### Work request
Repeat each entry in full, exactly.
──────── Records to use
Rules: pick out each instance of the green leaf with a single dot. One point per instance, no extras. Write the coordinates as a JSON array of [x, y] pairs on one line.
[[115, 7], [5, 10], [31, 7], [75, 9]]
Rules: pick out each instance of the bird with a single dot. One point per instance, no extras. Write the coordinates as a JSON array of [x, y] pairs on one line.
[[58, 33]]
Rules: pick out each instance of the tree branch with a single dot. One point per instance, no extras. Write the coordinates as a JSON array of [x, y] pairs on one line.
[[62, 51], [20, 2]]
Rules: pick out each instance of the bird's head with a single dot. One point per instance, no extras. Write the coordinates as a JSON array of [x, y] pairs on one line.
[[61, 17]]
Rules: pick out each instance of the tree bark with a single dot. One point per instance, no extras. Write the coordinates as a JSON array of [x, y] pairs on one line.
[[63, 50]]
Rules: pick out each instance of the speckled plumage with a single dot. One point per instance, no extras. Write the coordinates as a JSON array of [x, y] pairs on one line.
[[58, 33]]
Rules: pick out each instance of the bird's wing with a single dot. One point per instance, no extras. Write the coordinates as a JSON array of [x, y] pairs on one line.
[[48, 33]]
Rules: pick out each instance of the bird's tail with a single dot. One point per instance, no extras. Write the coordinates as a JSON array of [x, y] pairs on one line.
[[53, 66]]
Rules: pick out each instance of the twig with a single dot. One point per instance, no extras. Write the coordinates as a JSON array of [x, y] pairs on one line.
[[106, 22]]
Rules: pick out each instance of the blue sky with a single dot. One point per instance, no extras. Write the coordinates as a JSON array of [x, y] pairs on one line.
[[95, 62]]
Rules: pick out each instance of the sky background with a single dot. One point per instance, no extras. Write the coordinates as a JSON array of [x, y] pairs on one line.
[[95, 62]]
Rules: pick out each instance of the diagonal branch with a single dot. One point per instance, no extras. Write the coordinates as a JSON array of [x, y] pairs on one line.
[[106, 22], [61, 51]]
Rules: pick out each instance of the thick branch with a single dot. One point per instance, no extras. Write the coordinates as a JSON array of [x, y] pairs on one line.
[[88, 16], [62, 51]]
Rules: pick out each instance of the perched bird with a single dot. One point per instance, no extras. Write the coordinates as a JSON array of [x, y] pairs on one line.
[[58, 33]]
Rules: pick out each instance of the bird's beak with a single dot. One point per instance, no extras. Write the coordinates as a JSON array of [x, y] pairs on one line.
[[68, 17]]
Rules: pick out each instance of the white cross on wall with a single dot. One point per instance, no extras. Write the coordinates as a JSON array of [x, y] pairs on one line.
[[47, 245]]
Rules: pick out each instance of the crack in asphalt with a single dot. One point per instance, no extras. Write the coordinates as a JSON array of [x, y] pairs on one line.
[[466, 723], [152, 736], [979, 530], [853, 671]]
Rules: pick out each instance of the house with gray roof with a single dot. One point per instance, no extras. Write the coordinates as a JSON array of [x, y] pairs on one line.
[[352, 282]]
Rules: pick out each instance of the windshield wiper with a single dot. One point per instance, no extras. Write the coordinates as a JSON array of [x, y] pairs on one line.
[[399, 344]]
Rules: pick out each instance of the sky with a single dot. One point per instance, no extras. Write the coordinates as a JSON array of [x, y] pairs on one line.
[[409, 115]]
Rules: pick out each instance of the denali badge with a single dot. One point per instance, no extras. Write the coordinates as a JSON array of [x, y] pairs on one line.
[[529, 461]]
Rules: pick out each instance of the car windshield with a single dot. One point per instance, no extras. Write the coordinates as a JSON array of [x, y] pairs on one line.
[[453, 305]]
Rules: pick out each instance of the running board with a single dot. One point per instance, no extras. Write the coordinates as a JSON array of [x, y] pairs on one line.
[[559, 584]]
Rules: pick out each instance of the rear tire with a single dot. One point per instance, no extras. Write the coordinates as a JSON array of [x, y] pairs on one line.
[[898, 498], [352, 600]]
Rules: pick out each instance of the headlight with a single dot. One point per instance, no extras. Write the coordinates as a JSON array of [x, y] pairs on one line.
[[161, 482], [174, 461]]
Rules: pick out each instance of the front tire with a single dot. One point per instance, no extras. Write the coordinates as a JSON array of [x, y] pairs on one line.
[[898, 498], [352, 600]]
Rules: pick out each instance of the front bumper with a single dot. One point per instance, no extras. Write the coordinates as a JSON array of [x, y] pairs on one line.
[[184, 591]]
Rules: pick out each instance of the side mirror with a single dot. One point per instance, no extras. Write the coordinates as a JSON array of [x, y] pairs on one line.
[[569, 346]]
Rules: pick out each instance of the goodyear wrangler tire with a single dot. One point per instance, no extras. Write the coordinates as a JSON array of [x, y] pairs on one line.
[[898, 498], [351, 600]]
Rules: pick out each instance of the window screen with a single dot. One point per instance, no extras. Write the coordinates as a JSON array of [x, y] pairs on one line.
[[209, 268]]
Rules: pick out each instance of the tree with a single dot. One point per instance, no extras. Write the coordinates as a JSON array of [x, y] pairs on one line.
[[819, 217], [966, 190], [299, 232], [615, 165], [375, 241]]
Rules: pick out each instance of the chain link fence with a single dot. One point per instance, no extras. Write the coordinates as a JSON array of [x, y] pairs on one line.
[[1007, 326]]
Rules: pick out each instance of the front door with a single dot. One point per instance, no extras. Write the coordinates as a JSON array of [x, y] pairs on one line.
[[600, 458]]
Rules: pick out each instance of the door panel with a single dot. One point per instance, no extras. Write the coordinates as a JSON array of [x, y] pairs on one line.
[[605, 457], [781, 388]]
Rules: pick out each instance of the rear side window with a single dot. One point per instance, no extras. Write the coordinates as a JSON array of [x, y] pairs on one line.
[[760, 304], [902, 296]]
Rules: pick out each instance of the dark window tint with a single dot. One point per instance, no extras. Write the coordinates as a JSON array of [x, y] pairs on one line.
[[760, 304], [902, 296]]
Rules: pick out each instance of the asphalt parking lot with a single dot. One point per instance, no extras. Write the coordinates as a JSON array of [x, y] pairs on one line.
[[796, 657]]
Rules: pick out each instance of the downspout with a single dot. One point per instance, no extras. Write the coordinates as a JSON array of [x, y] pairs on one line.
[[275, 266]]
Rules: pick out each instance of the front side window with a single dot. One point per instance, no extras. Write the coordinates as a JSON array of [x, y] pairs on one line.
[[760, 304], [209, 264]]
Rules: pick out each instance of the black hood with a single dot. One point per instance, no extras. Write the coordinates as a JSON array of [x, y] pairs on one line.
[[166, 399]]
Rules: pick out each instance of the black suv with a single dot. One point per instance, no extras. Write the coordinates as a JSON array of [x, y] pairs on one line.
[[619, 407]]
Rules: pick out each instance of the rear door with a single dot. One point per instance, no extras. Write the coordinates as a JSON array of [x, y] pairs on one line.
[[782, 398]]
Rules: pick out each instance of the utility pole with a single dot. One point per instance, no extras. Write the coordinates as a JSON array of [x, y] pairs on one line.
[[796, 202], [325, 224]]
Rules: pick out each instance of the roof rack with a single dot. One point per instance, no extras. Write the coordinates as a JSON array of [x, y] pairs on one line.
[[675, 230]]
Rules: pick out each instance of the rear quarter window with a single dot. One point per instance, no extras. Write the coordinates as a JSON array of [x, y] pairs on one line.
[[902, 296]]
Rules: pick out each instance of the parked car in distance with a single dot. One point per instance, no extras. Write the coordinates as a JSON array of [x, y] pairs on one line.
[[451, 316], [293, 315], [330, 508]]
────────────────
### Solution for this exercise
Rules: pick out each instance of the green leaf with a single dot. One point per instance, no extras. Write the coordinates as a JSON array of [x, y] pairs on one line.
[[115, 7], [5, 10], [31, 7], [75, 9]]
Rules: pick out each instance of the bird with a single dot. One point per instance, no extras. Write the coordinates as a JSON array of [x, y] pairs on one line.
[[58, 33]]
Rules: pick out each instance of the tree branch with a single dot. One point per instance, no extras. Write the coordinates as a JSON array of [x, y] pairs on one line.
[[62, 51], [20, 2]]
Rules: pick out each instance of the bird's head with a single dot. One point per instance, no extras. Write the coordinates as a JSON array of [x, y] pairs on one line.
[[61, 17]]
Rules: pick out each instance of the tree bark with a single dot. One point per instance, no extras. Write the coordinates as a JSON array of [x, y] pairs on one line.
[[63, 50]]
Rules: pick out each instance of the speckled plumage with a single dot. One point per instance, no extras. Write the coordinates as a JSON array of [x, y] pairs on one line.
[[58, 33]]
Rules: pick out each instance of the bird's wing with a single dot. One point per instance, no extras. Write the coordinates as a JSON array of [x, y] pairs on one line.
[[48, 33]]
Rules: pick out each instance of the bird's tail with a single dot. One point per instance, no extras. Write the coordinates as a JSON array of [x, y] pairs on one line.
[[53, 66]]
Rules: pick out each instance of the twig with a single dot. One point per instance, no extras. Write the coordinates as a JSON array of [x, y] pairs on one line.
[[106, 22]]
Rules: pick out each instance of the blue sky with a single dot. One point per instance, no extras. Write the coordinates as a JSON array of [x, y] pairs on one line.
[[95, 62]]
Rules: pick out each instance of the sky background with a single dot. One point per instance, no extras. Write the coordinates as a JSON array of [x, y] pairs on one line.
[[95, 62]]
Rules: pick out each instance of the diagonal branch with a single dot. One point per instance, no extras. Write the coordinates as a JSON array of [x, y] pairs on one line.
[[106, 22], [61, 51]]
Rules: pick out each instance of the thick branch with a single dot. One point per instance, no extras. Write the coordinates as a JSON array of [x, y] pairs on one line.
[[88, 16], [62, 51]]
Rules: pick out each instance of the perched bird with a single dot. One point per instance, no extras. Write the coordinates as a JSON array of [x, y] pairs on one line.
[[58, 33]]
Rules: pick out each instance of the bird's beak with a single dot. One point per instance, no extras. Write the coordinates as a JSON array of [x, y] pairs on one line.
[[68, 17]]
Rules: pick out each instance of the white cross on wall with a single dot. One point per instance, no extras. Write the coordinates as a JSON array of [x, y] pairs on one line.
[[47, 245]]
Rules: pick out each instance of the crack in asphalt with a single dot. One point per instance, no extras. Write the coordinates as a JSON array of [x, y] pairs on one line.
[[466, 723], [152, 736], [979, 530], [853, 671]]
Rules: pick out each instance of the house with gray roof with a single dot. One point per instance, no extras. Write the coordinates as a JSON array of [x, y] pairs on one line.
[[352, 282]]
Rules: pick out each instance of the windshield wiper with a single dot. One point per instance, no extras. Write the coordinates as a JSON array of [x, y] pairs on one line.
[[399, 344]]
Rules: pick out each instance of the sky with a single dot. One point per instance, no extras. Write the coordinates as a JSON array of [x, y] pairs on one line.
[[409, 115]]
Rules: pick out each instance of the denali badge with a single dot. One point per instance, no extras. Write the coordinates as a JSON array of [x, y] pairs on one line.
[[529, 461]]
Rules: pick out each instance of the car windshield with a single dot. One point per instance, no extras. Write the coordinates as a JSON array of [x, y] pairs on one line.
[[453, 305]]
Rules: pick out each instance of the running board with a single dot. One point per instance, no extras. Write the coordinates as a JSON array of [x, y] pairs on one line.
[[559, 584]]
Rules: pick out each instance of the rear tire with a single dot. One point per instance, no extras. Write the coordinates as a JSON array of [x, y] pairs on one line.
[[898, 498], [352, 600]]
Rules: pick out each instance of the headlight with a single dot. One point per instance, no extras. Write the coordinates as a JSON array of [x, y] pairs on one line.
[[161, 482], [174, 461]]
Rules: pick out each instance of the front tire with a single dot. One point per instance, no extras. Write the coordinates as a JSON array of [x, y] pairs on one line.
[[898, 498], [352, 600]]
Rules: pick out each instance of the front bumper with a single dot. One point per instance, no extras. Write the coordinates as a JSON array of [x, y] pairs on one line.
[[184, 591]]
Rules: pick out each instance of the side mirror with a single dot. One point per instance, no extras. Write the coordinates as a JSON array of [x, y] pairs on one line.
[[569, 346]]
Rules: pick out each instance of the goodyear wrangler tire with a single dot. One point per instance, no extras. Write the coordinates as a JSON array of [x, y] pairs on one line.
[[898, 498], [351, 600]]
Rules: pick out each instance of the window screen with a single dot. One point per instance, no extras. Write the coordinates as a JSON array of [x, y] pairs on one line.
[[209, 268]]
Rules: pick out each instance of the tree with a single dot. One point per instance, no extras. Write the coordinates as a JSON array of [x, y] pairs on one line.
[[819, 217], [966, 190], [299, 232], [615, 165], [375, 241]]
Rules: pick out each instance of the chain link fence with a single dot. One point per instance, no extras. Write the coordinates as a JSON array of [x, y] pairs on one line.
[[1007, 326]]
Rules: pick out each instance of the front door with a single dot. One point per instance, no extras. Write the coordinates as a JSON array of [x, y] pairs on one line.
[[600, 458]]
Rules: pick out each instance of the door panel with a single dot. One point per instance, no extras. Write the coordinates as a JSON array of [x, y] pairs on one line.
[[605, 457], [781, 388]]
Rules: pick out each instance of the rear side window with a single dot. One point per instance, no extras. Write the coordinates as a JSON array of [x, y] pairs on one line.
[[760, 304], [902, 296]]
Rules: pick out each instance of the dark window tint with a single dot. One point per instance, no extras. Write the coordinates as a JSON array of [x, y] pairs on one line.
[[760, 304], [902, 296]]
Rules: pick out each instance of the asphalt parking lot with a single dot. One point per instance, no extras. Write the coordinates as a JSON array of [x, y] pairs on one line.
[[796, 657]]
Rules: pick out each instance of the downspout with a single dot. One point per instance, no extras. Write the coordinates as a JSON array of [x, y] pairs on one line.
[[275, 266]]
Rules: pick out each instance of the front side window with a single dot. One point per instance, no extras. Write the coordinates as a JSON array of [x, y] pairs on one line.
[[760, 304], [209, 264]]
Rules: pick out each instance of the black hood with a single dot. One point per instance, no extras. Write the coordinates as a JSON array of [x, y] pairs on one line.
[[166, 399]]
Rules: pick out each instance of the black suv with a single dot. One point per instance, no extras. Write the coordinates as a JSON array of [x, y] pairs on one line.
[[619, 407]]
Rules: pick out each instance of the rear door with a single dot. One point per instance, no extras. Write the coordinates as a JSON array of [x, y] pairs on one line.
[[782, 398]]
Rules: pick out each instance of the utility pole with a single dot. One point per instance, no extras. Write the coordinates as a JSON array of [x, y] pairs on one line.
[[796, 202], [325, 224]]
Rules: pick out each instance of the roof rack with a single dot. One point per instance, no extras. Write the coordinates as a JSON array of [x, y] pairs on one line.
[[675, 230]]
Rules: pick out each instance of the rear quarter window with a single dot. One point per instance, no extras. Write the coordinates as a JSON array of [x, y] pairs on one line.
[[902, 296]]
Rules: pick out each instance of the parked car in distance with a single dot. One point per instance, no extras. Write the coordinates as a JSON array of [x, y] pairs on one line.
[[451, 316], [293, 315], [330, 508]]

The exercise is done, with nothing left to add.